─── DATA ───

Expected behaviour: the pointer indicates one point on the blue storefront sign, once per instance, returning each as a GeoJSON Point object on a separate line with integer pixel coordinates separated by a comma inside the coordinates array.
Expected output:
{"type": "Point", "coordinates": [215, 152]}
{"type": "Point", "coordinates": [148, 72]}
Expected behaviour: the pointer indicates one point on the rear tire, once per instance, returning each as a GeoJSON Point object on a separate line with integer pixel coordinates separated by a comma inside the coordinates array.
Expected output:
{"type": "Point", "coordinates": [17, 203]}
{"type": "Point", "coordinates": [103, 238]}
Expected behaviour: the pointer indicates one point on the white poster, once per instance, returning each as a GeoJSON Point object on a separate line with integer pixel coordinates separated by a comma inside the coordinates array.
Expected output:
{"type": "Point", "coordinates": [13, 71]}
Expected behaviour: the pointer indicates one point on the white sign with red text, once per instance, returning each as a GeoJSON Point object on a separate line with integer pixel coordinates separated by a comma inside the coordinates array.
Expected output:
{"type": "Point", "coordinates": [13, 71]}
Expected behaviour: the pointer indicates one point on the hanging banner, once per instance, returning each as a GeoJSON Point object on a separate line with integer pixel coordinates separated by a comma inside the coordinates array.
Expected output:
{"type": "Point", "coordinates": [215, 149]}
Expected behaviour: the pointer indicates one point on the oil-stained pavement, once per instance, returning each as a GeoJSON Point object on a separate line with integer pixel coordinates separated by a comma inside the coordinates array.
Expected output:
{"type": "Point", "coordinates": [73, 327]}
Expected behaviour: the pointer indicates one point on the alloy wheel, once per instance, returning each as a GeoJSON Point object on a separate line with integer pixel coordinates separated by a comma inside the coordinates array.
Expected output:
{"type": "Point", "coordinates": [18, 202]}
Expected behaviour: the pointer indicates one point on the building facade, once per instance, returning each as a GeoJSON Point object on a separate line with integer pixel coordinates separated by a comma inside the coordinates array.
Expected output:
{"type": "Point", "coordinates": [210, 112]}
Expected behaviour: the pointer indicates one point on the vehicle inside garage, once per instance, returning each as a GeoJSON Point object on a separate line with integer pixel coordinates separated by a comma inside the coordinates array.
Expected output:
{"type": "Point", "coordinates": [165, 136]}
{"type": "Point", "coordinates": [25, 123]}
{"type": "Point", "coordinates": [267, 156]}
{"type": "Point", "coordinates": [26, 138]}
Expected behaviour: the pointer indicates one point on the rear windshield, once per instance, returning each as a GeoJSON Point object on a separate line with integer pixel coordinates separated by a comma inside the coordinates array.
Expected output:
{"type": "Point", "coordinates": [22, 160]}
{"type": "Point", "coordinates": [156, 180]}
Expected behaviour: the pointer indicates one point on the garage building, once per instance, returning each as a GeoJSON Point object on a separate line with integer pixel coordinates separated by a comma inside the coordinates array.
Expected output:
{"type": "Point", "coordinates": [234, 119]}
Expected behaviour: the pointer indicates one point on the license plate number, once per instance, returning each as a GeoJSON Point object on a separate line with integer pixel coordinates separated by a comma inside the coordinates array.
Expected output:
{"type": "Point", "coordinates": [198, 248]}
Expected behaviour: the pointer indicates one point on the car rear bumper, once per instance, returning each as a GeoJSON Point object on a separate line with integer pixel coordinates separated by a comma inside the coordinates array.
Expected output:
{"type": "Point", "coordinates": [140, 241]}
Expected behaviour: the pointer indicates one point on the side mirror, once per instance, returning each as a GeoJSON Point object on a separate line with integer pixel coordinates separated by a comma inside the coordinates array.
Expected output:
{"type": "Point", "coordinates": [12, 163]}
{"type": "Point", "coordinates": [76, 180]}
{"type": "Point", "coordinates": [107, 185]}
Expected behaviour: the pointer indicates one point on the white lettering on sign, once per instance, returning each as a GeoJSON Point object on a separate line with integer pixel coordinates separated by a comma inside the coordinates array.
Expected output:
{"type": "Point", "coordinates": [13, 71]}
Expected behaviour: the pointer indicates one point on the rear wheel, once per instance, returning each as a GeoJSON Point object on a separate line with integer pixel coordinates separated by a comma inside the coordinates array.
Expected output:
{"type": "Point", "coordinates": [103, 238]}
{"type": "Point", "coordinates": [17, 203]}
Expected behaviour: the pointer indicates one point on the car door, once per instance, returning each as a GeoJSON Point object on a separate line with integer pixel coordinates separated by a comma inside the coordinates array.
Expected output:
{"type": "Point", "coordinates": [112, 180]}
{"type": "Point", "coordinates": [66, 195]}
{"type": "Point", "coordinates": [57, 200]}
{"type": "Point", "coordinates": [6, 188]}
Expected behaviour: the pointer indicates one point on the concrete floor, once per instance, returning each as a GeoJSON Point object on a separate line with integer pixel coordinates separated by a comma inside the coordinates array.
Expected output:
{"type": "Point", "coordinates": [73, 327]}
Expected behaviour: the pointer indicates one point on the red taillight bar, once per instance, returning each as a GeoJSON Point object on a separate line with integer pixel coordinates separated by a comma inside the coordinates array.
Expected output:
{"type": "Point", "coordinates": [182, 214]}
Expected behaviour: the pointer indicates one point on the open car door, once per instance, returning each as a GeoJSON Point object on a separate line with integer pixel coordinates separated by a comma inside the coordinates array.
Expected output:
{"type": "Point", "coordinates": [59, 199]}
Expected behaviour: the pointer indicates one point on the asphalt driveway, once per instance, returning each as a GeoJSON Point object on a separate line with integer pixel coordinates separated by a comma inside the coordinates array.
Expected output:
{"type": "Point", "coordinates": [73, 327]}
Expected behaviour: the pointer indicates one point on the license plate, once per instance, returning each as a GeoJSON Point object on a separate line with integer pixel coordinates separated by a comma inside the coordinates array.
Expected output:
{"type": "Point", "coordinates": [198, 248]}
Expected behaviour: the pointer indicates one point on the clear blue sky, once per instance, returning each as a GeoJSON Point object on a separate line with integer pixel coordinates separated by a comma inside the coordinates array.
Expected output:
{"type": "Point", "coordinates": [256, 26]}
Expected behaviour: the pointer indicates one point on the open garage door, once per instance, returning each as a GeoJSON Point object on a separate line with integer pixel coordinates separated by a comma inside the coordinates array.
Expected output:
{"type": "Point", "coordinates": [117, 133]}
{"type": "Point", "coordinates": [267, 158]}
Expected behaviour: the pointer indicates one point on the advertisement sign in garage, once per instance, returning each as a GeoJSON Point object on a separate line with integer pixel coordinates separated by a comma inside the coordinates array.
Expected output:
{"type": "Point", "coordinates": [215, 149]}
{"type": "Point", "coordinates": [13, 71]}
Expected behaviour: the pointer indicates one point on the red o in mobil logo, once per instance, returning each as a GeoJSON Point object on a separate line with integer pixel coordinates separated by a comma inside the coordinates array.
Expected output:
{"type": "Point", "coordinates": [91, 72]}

───

● **ASSIGNED TASK**: Output the entire listing precisely as it stands.

● **OUTPUT FOR THIS EXERCISE**:
Expected behaviour: the pointer indicates one point on the blue storefront sign, once per instance, returning each as a GeoJSON Point object on a separate line with integer pixel coordinates separated by a comma inside the coordinates array.
Expected output:
{"type": "Point", "coordinates": [215, 152]}
{"type": "Point", "coordinates": [148, 72]}
Expected behaviour: the pointer indicates one point on the rear tire, once per instance, returning each as a GeoJSON Point object on a separate line with integer pixel coordinates separated by a comma inside the coordinates array.
Expected output:
{"type": "Point", "coordinates": [17, 203]}
{"type": "Point", "coordinates": [103, 238]}
Expected behaviour: the pointer indicates one point on the white poster, once per instance, returning each as a GeoJSON Point object on a separate line with integer pixel coordinates separated by a comma inside the coordinates array.
Expected output:
{"type": "Point", "coordinates": [13, 71]}
Expected behaviour: the pointer indicates one point on the white sign with red text, once per instance, returning each as a GeoJSON Point object on a separate line with integer pixel coordinates separated by a comma inside the coordinates array.
Expected output:
{"type": "Point", "coordinates": [13, 71]}
Expected behaviour: the pointer indicates one point on the hanging banner, once per instance, returning each as a GeoJSON Point object on a separate line with integer pixel coordinates separated by a comma inside the coordinates array.
Expected output:
{"type": "Point", "coordinates": [215, 149]}
Expected behaviour: the pointer indicates one point on the oil-stained pavement, once per instance, returning each as a GeoJSON Point object on a separate line with integer pixel coordinates separated by a comma inside the coordinates array.
Expected output:
{"type": "Point", "coordinates": [73, 327]}
Expected behaviour: the pointer indicates one point on the alloy wheel, once per instance, returning each as a GeoJSON Point object on a separate line with integer pixel coordinates separated by a comma inside the coordinates array.
Expected output:
{"type": "Point", "coordinates": [18, 202]}
Expected behaviour: the pointer indicates one point on the building facade, once per instance, returning each as a GeoJSON Point object on a separate line with integer pixel coordinates separated by a comma inside the coordinates array.
Expected output:
{"type": "Point", "coordinates": [210, 112]}
Expected behaviour: the pointer indicates one point on the vehicle inside garage, once per instance, returning each as a GeoJSON Point object on a separate line with integer pixel coordinates separated by a comma inside the coordinates array.
Expected output:
{"type": "Point", "coordinates": [165, 136]}
{"type": "Point", "coordinates": [25, 123]}
{"type": "Point", "coordinates": [267, 156]}
{"type": "Point", "coordinates": [26, 138]}
Expected behaviour: the pointer indicates one point on the rear windshield, once per instance, returning each as a GeoJSON Point object on a separate line with integer pixel coordinates separated by a comma inside the coordinates array.
Expected output:
{"type": "Point", "coordinates": [22, 160]}
{"type": "Point", "coordinates": [156, 180]}
Expected behaviour: the pointer indicates one point on the garage building, once per instance, returning each as a GeoJSON Point object on a separate line with integer pixel coordinates separated by a comma inside the coordinates array.
Expected output:
{"type": "Point", "coordinates": [234, 119]}
Expected behaviour: the pointer indicates one point on the license plate number, once per instance, returning each as a GeoJSON Point object on a separate line with integer pixel coordinates separated by a comma inside the coordinates array.
Expected output:
{"type": "Point", "coordinates": [198, 248]}
Expected behaviour: the pointer indicates one point on the car rear bumper, once per instance, returning each as a GeoJSON Point object on a separate line with integer pixel coordinates separated by a comma inside the coordinates array.
Expected output:
{"type": "Point", "coordinates": [140, 241]}
Expected behaviour: the pointer indicates one point on the side mirror, once per instance, returning each as a GeoJSON Point object on a separate line with integer pixel coordinates separated by a comma inside the coordinates array.
Expected output:
{"type": "Point", "coordinates": [12, 163]}
{"type": "Point", "coordinates": [76, 180]}
{"type": "Point", "coordinates": [107, 185]}
Expected behaviour: the pointer indicates one point on the white lettering on sign, once per instance, returning each as a GeoJSON Point object on a separate line with integer pixel coordinates separated by a comma inside the coordinates array.
Expected output:
{"type": "Point", "coordinates": [13, 71]}
Expected behaviour: the pointer indicates one point on the rear wheel, once per instance, returning each as a GeoJSON Point object on a separate line with integer pixel coordinates separated by a comma inside the coordinates array.
Expected output:
{"type": "Point", "coordinates": [103, 238]}
{"type": "Point", "coordinates": [17, 203]}
Expected behaviour: the pointer indicates one point on the car door, once per instance, returning each as a GeoJSON Point object on a separate line with integer pixel coordinates separated by a comma inside the coordinates array.
Expected output:
{"type": "Point", "coordinates": [112, 180]}
{"type": "Point", "coordinates": [66, 195]}
{"type": "Point", "coordinates": [57, 200]}
{"type": "Point", "coordinates": [6, 188]}
Expected behaviour: the pointer indicates one point on the concrete floor, once per instance, returning each as a GeoJSON Point object on a separate line with integer pixel coordinates separated by a comma inside the coordinates array.
Expected output:
{"type": "Point", "coordinates": [73, 327]}
Expected behaviour: the pointer indicates one point on the red taillight bar, once per instance, returning each as a GeoJSON Point object on a separate line with integer pixel coordinates separated by a comma inside the coordinates array.
Expected output:
{"type": "Point", "coordinates": [182, 214]}
Expected behaviour: the pointer indicates one point on the open car door, once per instance, returning each as a GeoJSON Point object on a separate line with integer pixel coordinates separated by a comma inside the coordinates array.
Expected output:
{"type": "Point", "coordinates": [59, 199]}
Expected behaviour: the pointer indicates one point on the asphalt driveway, once per instance, returning each as a GeoJSON Point object on a separate line with integer pixel coordinates separated by a comma inside the coordinates array.
Expected output:
{"type": "Point", "coordinates": [73, 327]}
Expected behaviour: the pointer indicates one point on the license plate, once per instance, returning each as a GeoJSON Point object on a separate line with integer pixel coordinates separated by a comma inside the coordinates array.
Expected output:
{"type": "Point", "coordinates": [198, 248]}
Expected behaviour: the pointer indicates one point on the clear blue sky, once per instance, returning each as a GeoJSON Point object on a separate line with integer pixel coordinates separated by a comma inside the coordinates array.
Expected output:
{"type": "Point", "coordinates": [256, 26]}
Expected behaviour: the pointer indicates one point on the open garage door, once per instance, returning each as a GeoJSON Point object on a separate line with integer pixel coordinates separated by a comma inside the coordinates array.
Expected output:
{"type": "Point", "coordinates": [117, 133]}
{"type": "Point", "coordinates": [267, 158]}
Expected behaviour: the pointer indicates one point on the advertisement sign in garage, once per instance, returning each as a GeoJSON Point object on a separate line with integer pixel coordinates separated by a comma inside the coordinates array.
Expected output:
{"type": "Point", "coordinates": [215, 149]}
{"type": "Point", "coordinates": [13, 71]}
Expected behaviour: the pointer indicates one point on the red o in mobil logo, once per instance, returning each as a GeoJSON Point object on a separate line with integer pixel coordinates separated by a comma inside the coordinates array.
Expected output:
{"type": "Point", "coordinates": [91, 72]}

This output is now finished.